WRITTEN PROBLEM:
Reproduce the items starting at the line that has "In this exercise you will point out the purple" and ending after the line that has "[(107, 546), (781, 431), (728, 536), (65, 159)]", with "thin stem" swapped for "slender stalk" and everything else left as it is.

THE DATA:
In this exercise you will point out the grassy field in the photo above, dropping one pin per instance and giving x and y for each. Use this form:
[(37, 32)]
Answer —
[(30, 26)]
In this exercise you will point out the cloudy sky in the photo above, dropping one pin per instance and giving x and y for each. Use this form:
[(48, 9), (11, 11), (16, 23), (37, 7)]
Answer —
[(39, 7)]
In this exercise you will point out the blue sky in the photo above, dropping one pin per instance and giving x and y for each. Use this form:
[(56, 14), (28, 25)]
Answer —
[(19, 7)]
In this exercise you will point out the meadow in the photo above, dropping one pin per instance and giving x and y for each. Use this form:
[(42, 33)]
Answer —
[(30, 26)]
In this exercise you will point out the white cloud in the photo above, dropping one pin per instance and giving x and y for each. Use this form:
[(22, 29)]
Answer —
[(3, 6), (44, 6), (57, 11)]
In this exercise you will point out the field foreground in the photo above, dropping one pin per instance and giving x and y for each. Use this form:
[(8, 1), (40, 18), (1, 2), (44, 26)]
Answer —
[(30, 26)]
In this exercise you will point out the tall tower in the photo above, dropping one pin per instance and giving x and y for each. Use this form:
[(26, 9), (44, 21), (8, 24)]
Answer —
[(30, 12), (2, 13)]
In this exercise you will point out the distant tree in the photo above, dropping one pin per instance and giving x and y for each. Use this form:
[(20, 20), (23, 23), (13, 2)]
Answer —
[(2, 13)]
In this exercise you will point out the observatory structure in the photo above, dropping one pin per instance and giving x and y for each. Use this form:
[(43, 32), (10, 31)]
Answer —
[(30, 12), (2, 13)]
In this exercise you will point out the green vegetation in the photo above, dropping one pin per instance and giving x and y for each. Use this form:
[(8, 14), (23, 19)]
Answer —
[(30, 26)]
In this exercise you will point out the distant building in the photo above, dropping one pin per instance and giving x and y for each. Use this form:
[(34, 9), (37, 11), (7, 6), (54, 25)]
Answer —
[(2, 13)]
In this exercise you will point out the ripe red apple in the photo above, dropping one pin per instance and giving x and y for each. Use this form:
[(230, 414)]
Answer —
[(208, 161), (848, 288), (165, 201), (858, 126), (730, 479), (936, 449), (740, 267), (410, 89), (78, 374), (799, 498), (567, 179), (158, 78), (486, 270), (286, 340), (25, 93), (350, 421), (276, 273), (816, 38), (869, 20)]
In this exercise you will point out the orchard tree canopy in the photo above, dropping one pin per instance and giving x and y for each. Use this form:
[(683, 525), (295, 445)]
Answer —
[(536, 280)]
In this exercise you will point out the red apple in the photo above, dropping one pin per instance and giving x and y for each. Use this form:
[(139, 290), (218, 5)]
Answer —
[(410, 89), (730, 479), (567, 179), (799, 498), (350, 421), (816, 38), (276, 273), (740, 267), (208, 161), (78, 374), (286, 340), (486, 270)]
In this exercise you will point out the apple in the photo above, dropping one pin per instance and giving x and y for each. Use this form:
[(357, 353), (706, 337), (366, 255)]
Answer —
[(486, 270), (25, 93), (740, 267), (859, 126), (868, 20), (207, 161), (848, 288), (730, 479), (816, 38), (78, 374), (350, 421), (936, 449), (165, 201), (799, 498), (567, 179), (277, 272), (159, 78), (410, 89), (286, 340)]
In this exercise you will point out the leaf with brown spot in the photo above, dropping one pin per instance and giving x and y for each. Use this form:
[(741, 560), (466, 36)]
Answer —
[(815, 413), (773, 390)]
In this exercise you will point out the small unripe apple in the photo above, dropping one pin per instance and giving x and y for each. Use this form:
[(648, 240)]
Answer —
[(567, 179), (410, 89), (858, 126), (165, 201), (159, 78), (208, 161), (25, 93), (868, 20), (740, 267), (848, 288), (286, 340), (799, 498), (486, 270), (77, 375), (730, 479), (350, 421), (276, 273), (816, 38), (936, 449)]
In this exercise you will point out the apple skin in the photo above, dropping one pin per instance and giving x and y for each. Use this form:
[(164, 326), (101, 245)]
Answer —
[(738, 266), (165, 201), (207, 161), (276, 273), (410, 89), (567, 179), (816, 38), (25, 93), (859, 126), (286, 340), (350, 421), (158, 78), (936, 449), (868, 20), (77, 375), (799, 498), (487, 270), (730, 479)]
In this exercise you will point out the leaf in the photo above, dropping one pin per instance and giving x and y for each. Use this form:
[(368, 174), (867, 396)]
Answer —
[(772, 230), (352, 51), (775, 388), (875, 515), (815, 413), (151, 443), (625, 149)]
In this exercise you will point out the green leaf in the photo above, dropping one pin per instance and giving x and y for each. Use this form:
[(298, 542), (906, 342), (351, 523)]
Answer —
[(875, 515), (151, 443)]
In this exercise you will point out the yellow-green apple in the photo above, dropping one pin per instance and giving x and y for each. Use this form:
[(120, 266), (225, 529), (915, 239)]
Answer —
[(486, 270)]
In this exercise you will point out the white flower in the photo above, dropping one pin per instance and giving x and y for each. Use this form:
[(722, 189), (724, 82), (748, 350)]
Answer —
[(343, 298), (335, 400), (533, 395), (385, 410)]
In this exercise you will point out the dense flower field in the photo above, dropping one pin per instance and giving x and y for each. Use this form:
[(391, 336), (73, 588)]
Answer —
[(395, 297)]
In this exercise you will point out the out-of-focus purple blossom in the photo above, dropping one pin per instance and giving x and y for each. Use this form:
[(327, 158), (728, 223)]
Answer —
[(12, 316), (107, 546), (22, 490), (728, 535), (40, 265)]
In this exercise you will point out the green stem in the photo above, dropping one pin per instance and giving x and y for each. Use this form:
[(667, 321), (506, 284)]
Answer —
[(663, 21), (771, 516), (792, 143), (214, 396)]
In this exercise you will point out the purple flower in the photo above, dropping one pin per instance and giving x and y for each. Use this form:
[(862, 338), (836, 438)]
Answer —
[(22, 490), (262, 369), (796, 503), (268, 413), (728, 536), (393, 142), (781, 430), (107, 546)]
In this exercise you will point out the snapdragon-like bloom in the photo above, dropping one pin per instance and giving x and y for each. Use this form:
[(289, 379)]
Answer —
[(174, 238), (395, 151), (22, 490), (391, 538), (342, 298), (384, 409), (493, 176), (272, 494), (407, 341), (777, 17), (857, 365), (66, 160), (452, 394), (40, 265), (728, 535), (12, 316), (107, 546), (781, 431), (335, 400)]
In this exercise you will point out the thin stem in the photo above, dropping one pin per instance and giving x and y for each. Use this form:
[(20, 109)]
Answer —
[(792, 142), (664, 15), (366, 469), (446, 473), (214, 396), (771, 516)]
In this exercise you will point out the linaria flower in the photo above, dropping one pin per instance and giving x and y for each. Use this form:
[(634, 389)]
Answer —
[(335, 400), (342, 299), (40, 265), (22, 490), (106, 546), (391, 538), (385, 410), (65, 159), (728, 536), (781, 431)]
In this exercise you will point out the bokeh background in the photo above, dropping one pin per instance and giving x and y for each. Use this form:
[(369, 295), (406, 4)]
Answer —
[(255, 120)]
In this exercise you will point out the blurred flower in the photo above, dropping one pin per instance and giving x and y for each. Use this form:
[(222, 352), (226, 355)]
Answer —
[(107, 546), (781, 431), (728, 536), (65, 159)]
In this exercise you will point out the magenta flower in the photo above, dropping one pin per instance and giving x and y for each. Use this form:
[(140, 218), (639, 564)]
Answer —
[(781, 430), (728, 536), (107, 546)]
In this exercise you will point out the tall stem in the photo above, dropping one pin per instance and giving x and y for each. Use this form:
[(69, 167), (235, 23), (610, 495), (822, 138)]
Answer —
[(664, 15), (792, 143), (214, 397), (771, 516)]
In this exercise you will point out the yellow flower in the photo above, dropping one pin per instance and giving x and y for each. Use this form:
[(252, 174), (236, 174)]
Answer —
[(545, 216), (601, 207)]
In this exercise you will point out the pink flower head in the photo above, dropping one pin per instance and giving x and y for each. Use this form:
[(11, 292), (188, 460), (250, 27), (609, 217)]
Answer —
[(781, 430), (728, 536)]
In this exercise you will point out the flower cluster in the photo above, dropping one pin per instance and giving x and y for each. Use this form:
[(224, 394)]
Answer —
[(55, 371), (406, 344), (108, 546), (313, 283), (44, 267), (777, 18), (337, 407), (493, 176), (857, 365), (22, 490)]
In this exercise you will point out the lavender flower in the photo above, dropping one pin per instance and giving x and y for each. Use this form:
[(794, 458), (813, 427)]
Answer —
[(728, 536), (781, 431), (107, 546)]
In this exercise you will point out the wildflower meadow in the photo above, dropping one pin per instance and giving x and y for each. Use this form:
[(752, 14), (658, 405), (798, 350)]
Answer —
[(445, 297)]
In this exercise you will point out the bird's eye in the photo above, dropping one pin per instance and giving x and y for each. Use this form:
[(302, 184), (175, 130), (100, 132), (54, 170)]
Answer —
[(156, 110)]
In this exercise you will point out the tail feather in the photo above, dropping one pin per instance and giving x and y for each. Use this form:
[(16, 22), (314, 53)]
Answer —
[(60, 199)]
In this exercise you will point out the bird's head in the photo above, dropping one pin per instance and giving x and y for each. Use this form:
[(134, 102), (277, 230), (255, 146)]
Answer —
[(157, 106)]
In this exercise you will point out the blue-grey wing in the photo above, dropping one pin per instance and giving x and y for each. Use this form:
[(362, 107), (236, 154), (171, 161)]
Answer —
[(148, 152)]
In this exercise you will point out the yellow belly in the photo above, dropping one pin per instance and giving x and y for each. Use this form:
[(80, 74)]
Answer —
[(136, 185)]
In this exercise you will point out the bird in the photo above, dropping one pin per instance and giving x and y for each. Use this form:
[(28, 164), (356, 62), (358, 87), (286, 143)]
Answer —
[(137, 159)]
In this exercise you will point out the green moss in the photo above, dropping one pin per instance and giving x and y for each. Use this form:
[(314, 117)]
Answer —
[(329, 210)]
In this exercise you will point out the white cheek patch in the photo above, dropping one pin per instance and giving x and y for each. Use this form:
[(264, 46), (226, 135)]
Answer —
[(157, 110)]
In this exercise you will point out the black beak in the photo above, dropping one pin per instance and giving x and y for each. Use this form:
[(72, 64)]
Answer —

ANSWER BELOW:
In this exercise you will point out the purple flower in the photo above, dropping one pin per instance and giving x and y for each. Use this form:
[(862, 338), (836, 438)]
Answer —
[(22, 490), (262, 369), (796, 503), (268, 413), (728, 536), (393, 142), (781, 430), (107, 546)]
In this exercise you will point out the snapdragon-like bloom in the photo above, dropping one pin per instance and giving x and y for each. Use this form:
[(289, 379)]
Answer —
[(174, 238), (395, 151), (22, 490), (391, 538), (342, 298), (384, 409), (493, 176), (272, 494), (407, 341), (777, 17), (857, 365), (66, 160), (452, 394), (40, 265), (728, 535), (12, 316), (107, 546), (781, 431), (335, 400)]
In this exercise you will point out the slender stalk in the photo above, dropping one pin per instance and giving x and y for each. Use this form:
[(20, 109)]
Answer —
[(792, 142), (664, 15), (366, 469), (446, 473), (214, 396), (771, 516)]
In this exercise you will point out the linaria flower in the photo above, dropping one pin per instance and giving x and y for each. Use this form:
[(634, 389)]
Answer —
[(335, 400), (342, 299), (40, 265), (22, 490), (106, 546), (391, 538), (385, 410), (65, 159), (728, 536), (781, 431)]
In this exercise you will point out the bokeh background in the photo above, dropping one pin per instance and giving x and y for each. Use this form:
[(369, 295), (406, 4)]
Answer —
[(255, 120)]
In this exercise you will point out the blurred flower in the photo above, dropping one pin per instance and giving x and y for each. Use this form:
[(222, 352), (226, 355)]
Answer —
[(107, 546), (781, 431), (728, 536), (65, 159)]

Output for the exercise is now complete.